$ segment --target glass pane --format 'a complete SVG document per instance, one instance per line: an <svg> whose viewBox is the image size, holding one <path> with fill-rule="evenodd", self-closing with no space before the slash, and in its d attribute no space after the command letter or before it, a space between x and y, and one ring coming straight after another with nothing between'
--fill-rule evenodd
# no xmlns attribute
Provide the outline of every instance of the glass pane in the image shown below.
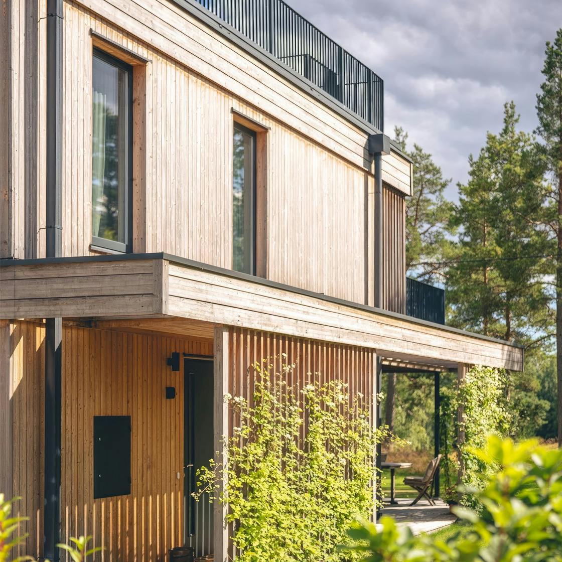
<svg viewBox="0 0 562 562"><path fill-rule="evenodd" d="M92 235L126 244L128 73L93 59Z"/></svg>
<svg viewBox="0 0 562 562"><path fill-rule="evenodd" d="M253 273L254 137L234 128L232 269Z"/></svg>

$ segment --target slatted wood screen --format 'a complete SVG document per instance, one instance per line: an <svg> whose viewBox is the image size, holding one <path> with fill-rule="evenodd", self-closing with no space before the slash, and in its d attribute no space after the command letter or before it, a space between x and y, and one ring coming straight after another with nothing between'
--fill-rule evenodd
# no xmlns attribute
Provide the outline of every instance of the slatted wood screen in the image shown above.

========================================================================

### Work to do
Count the lines in the data above that contain the word "command", where case matters. How many are there? Give only the number.

### Answer below
2